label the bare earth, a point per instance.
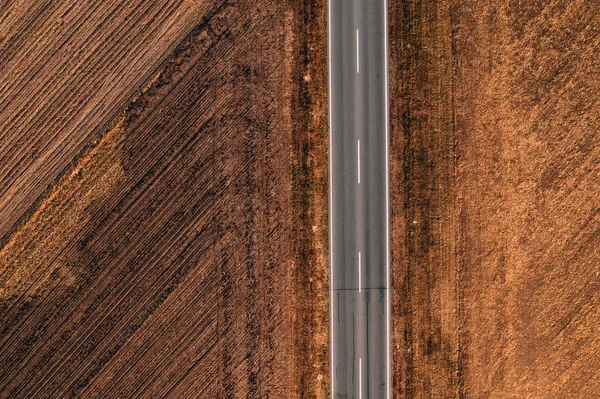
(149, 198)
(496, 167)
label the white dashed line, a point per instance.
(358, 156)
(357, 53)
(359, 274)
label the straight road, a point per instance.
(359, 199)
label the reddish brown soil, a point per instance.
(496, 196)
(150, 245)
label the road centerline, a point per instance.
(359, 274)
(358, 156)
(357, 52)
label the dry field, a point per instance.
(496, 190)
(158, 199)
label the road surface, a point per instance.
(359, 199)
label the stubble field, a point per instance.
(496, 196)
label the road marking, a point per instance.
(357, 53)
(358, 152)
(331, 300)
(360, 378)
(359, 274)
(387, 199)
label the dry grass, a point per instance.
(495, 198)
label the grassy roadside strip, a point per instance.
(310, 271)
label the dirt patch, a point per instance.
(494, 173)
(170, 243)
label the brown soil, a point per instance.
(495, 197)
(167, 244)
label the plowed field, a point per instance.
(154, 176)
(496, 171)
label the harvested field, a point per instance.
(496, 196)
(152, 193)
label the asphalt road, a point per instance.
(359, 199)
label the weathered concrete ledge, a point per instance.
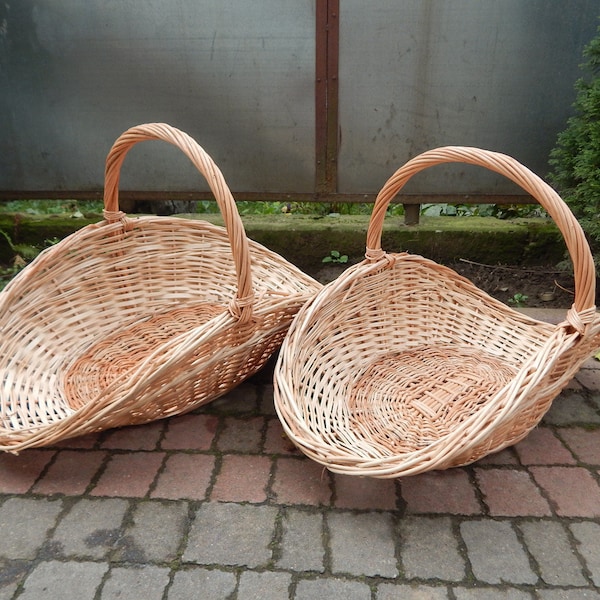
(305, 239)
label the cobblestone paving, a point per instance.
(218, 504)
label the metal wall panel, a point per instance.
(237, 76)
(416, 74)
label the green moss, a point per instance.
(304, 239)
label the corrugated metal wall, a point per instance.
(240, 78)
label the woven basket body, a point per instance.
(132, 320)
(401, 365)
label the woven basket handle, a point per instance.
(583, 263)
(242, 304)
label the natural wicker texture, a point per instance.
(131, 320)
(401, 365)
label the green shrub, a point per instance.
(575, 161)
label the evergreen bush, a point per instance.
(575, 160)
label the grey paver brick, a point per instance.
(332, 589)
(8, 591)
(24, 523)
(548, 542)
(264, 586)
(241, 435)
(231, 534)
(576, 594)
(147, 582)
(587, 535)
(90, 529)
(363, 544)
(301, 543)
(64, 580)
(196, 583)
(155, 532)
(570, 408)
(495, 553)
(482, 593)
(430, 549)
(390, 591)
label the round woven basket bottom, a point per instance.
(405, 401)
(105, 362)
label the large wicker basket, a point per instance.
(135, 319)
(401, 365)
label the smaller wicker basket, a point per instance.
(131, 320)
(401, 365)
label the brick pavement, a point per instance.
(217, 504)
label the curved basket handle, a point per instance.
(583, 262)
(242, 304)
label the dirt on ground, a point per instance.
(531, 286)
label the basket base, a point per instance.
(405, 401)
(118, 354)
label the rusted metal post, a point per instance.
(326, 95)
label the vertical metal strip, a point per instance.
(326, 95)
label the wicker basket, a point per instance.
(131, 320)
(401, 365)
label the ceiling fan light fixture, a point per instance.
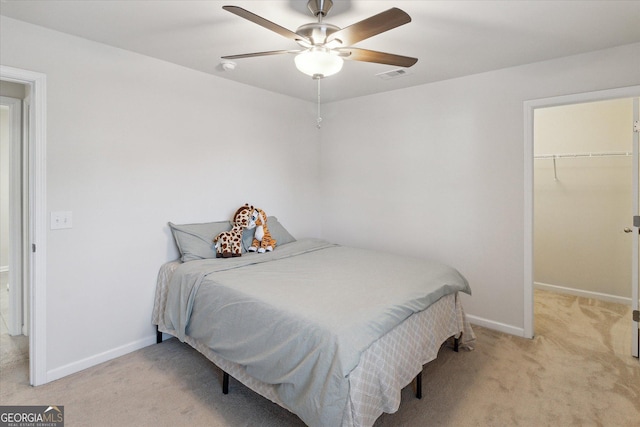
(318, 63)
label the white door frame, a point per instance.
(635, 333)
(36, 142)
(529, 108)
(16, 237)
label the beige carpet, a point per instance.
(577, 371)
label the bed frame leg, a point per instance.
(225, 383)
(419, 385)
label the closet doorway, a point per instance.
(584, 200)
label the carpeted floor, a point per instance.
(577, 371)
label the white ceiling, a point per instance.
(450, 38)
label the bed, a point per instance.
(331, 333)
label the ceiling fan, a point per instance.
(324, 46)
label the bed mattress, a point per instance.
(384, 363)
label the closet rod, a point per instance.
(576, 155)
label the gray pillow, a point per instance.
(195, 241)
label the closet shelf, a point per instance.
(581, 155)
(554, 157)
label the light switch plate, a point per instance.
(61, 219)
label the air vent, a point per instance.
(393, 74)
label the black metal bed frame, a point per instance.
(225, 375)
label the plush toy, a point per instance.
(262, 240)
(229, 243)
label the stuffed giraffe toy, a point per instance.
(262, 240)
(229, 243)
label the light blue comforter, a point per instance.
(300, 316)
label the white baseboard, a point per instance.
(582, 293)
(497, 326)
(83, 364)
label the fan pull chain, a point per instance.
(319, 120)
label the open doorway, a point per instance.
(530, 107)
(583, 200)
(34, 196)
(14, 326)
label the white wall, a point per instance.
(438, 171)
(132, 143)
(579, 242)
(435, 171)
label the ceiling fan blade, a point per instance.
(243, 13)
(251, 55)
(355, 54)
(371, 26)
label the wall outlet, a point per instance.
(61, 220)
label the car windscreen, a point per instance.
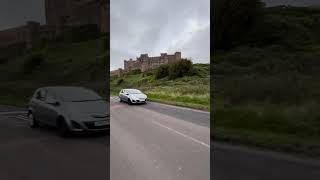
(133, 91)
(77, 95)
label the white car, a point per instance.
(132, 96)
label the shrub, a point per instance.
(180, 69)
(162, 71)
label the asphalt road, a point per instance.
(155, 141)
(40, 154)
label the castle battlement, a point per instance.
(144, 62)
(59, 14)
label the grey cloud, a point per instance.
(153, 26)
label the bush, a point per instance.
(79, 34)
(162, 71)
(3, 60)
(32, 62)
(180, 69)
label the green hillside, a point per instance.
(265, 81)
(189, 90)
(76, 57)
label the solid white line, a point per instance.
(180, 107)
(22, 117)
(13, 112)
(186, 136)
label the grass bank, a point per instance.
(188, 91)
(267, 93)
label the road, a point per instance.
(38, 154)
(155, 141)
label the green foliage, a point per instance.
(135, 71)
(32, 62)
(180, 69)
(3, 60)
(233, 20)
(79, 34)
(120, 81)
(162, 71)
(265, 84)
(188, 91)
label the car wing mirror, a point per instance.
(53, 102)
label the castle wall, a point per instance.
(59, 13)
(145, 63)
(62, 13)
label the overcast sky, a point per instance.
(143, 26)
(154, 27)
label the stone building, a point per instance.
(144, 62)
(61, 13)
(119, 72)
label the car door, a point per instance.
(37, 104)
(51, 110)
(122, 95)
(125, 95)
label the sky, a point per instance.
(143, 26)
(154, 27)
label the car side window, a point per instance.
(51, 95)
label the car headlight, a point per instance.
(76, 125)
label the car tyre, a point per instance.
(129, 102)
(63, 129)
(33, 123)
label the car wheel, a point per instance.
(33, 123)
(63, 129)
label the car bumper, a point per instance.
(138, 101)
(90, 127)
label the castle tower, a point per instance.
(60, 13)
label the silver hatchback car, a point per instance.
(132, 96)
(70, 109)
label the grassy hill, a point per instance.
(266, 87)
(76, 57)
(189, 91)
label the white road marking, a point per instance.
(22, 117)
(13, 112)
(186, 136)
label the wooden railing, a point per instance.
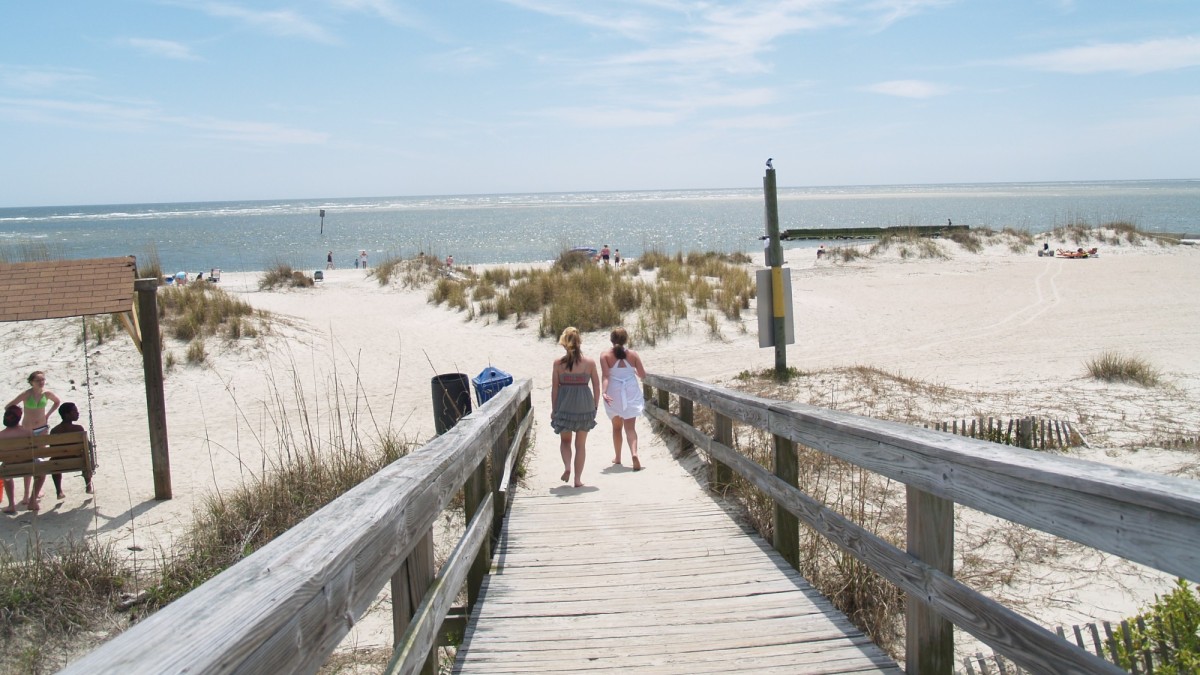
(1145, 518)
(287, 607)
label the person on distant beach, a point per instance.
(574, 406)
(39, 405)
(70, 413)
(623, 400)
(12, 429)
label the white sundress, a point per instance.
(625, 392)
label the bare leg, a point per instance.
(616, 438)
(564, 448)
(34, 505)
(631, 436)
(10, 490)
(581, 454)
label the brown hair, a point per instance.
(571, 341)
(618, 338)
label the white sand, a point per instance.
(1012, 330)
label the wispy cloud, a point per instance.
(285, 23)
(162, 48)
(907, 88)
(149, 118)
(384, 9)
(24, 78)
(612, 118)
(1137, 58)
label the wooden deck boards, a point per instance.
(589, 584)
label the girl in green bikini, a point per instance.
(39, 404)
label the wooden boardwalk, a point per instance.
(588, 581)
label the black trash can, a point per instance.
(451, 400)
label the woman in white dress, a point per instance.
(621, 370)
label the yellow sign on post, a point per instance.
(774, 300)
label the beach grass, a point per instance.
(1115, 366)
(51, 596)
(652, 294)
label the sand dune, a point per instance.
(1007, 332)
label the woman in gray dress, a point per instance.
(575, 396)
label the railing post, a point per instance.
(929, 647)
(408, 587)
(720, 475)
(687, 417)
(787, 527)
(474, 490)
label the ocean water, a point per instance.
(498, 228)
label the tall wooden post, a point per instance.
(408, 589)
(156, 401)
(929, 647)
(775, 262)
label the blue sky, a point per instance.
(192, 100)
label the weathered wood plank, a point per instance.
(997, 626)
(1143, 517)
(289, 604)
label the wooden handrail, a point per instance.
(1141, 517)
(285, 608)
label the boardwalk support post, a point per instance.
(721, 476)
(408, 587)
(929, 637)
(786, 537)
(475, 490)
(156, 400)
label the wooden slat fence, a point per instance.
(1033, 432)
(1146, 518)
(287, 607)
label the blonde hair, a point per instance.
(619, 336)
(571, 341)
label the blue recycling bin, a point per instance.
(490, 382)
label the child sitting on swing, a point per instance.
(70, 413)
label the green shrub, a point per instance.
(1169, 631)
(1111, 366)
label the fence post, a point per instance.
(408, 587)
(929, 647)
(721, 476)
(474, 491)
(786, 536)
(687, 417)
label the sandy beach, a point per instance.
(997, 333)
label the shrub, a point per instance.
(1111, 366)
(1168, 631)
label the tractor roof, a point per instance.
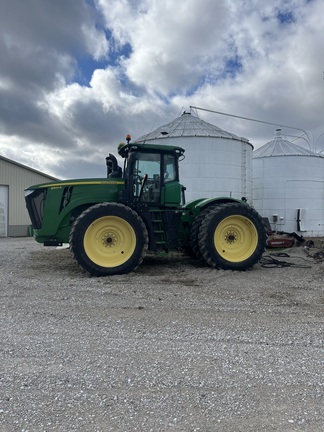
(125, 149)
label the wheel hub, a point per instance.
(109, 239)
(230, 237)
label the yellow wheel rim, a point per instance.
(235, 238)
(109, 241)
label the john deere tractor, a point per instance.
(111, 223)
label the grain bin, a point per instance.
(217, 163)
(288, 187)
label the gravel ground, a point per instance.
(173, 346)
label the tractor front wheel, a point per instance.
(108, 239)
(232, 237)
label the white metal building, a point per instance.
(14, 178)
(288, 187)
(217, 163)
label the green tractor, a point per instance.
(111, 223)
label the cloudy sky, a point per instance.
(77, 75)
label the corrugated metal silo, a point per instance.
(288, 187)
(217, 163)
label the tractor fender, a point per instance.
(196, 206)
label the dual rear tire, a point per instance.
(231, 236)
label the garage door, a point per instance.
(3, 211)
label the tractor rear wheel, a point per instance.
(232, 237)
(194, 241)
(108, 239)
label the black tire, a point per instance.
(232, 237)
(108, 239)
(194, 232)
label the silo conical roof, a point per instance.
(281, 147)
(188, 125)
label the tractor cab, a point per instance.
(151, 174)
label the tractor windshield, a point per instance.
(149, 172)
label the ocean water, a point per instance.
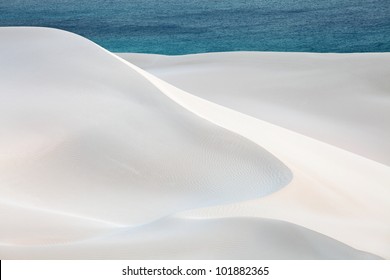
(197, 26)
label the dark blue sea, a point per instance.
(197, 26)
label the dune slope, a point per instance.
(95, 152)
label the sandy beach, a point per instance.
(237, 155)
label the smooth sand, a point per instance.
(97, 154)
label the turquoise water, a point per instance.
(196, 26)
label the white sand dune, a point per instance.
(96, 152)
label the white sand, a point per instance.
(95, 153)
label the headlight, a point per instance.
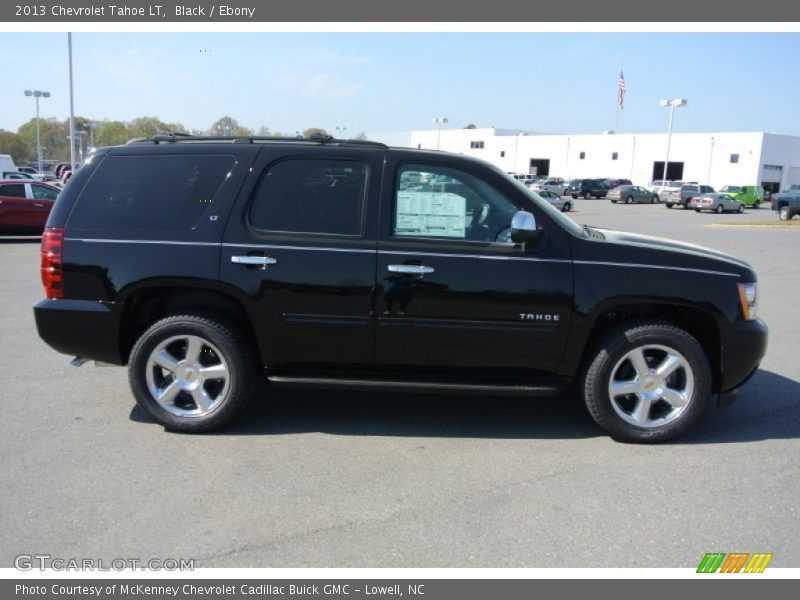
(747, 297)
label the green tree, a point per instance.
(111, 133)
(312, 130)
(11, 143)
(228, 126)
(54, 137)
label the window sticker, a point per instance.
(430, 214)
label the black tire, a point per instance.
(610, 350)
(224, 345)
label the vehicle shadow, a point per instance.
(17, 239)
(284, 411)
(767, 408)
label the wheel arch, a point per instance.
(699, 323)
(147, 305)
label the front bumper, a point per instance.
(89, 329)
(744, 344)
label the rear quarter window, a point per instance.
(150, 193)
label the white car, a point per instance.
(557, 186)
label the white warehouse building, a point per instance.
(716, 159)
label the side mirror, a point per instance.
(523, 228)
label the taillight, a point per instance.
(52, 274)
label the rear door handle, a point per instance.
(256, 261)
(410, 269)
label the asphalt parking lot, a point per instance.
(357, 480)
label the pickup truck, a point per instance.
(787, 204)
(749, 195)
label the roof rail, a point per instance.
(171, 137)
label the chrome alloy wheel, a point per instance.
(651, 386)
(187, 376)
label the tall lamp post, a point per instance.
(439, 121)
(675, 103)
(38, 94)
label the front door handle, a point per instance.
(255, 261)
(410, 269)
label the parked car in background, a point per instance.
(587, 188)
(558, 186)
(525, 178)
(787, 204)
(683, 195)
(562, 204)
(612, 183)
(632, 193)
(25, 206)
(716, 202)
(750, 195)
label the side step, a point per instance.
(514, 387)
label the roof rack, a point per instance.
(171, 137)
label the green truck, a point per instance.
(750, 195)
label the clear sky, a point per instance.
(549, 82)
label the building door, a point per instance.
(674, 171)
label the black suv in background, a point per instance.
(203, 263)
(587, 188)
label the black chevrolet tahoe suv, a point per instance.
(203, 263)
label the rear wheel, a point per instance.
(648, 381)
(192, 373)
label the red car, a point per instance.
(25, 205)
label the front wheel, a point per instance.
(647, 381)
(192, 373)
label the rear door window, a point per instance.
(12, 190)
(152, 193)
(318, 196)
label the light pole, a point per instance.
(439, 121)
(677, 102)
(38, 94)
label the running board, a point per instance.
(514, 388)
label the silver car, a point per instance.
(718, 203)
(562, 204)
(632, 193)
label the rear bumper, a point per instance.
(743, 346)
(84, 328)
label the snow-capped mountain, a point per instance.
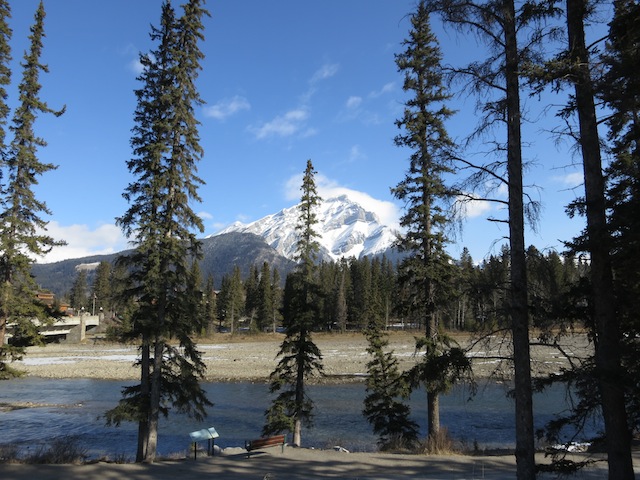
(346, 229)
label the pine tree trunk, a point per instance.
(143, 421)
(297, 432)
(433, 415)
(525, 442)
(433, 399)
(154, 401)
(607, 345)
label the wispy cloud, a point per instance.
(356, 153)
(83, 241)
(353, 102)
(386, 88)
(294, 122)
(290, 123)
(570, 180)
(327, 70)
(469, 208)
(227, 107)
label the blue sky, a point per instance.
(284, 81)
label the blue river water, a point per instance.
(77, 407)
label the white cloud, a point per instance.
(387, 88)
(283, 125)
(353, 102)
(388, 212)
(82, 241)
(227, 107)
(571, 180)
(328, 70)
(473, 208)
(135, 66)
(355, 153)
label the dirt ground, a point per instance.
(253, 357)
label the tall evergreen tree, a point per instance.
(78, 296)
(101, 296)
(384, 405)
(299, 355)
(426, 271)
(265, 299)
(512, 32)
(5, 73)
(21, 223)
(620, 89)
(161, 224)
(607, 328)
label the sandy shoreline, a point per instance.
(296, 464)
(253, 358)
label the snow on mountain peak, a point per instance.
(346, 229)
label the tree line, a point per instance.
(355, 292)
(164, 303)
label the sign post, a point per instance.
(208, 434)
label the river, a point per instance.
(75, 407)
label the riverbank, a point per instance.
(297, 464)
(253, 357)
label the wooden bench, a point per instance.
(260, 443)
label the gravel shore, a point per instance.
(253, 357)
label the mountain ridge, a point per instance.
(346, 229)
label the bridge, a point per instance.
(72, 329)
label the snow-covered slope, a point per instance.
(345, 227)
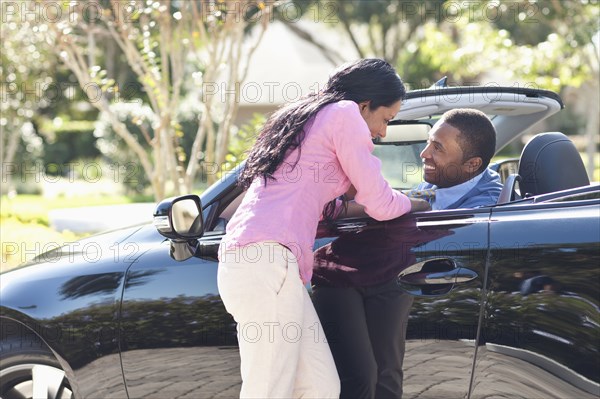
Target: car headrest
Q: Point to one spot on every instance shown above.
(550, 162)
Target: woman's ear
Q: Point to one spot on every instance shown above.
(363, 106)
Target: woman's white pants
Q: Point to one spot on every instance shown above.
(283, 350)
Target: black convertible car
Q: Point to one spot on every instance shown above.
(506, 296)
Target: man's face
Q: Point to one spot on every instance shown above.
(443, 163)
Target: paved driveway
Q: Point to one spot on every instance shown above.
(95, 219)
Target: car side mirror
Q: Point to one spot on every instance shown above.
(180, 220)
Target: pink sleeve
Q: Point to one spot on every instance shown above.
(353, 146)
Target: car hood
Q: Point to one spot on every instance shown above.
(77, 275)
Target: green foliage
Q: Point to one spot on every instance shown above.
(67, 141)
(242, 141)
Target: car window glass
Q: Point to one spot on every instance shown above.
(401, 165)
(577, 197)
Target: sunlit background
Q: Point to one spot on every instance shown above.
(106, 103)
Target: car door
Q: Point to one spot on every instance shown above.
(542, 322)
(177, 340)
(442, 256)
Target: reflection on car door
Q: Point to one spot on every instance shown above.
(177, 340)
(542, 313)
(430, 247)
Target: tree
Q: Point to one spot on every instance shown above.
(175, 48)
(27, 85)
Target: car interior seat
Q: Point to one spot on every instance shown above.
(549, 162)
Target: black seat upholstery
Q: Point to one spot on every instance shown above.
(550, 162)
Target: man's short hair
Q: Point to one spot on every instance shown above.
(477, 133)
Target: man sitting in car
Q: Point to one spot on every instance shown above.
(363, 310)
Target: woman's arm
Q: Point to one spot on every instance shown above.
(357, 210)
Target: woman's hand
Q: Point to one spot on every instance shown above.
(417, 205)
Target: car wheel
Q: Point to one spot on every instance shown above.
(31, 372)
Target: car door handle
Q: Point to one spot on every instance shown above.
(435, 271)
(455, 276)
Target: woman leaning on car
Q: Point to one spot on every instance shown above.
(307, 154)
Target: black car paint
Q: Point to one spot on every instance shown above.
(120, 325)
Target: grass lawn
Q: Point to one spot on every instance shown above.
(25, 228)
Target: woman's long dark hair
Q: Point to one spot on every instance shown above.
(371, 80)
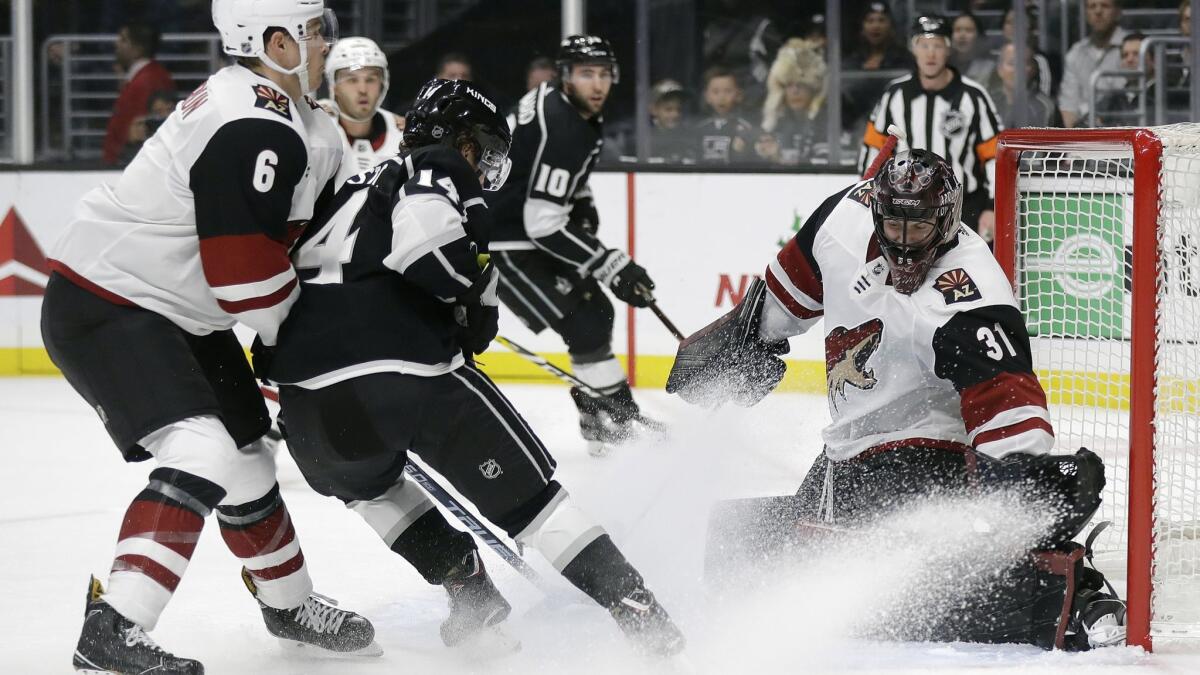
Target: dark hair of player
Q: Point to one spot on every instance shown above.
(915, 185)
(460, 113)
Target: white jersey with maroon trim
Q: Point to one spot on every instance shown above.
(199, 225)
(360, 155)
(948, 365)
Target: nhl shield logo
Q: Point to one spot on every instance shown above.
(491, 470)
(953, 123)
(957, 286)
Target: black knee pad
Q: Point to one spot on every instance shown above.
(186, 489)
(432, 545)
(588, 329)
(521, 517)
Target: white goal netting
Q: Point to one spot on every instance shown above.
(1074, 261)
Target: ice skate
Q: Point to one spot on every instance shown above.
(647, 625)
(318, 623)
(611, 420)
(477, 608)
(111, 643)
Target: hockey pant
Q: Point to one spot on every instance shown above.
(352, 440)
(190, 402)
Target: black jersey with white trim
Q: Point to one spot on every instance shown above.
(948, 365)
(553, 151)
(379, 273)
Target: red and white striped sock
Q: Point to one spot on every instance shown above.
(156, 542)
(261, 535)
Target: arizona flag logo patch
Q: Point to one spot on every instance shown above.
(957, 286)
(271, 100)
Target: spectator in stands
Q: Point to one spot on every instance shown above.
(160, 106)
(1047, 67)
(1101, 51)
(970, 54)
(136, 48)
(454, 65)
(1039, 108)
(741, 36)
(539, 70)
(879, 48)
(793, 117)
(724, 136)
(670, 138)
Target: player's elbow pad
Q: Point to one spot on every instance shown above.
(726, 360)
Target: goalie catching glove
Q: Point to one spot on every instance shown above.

» **Directions**
Would you please copy exactly the part of the entries above that begins at the line containing "Target: spectator in stands" and ends at the line containing "Target: goalie catching glove", both lines included?

» **Answer below**
Target: spectator in stands
Q: Point to one spot on every instance shown above.
(160, 106)
(1047, 67)
(1101, 51)
(970, 54)
(136, 48)
(454, 65)
(1039, 108)
(741, 36)
(539, 70)
(879, 48)
(793, 117)
(724, 136)
(670, 138)
Target: player's elbow pad
Q: Point to one spot on every instance shown above.
(726, 360)
Target: goalie catching glove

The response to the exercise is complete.